# To be done:
Convert every line of the items below into a JSON list of strings, one string per line, leaving out blank lines.
╔══
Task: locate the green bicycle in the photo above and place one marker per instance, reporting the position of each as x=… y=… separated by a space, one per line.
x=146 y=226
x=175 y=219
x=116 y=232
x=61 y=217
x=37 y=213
╚══
# Written solution:
[
  "Task: locate the green bicycle in the photo above and place one marker per instance, reporting the position of each as x=… y=… separated by a space, one per line.",
  "x=146 y=226",
  "x=175 y=219",
  "x=116 y=232",
  "x=61 y=217",
  "x=37 y=213"
]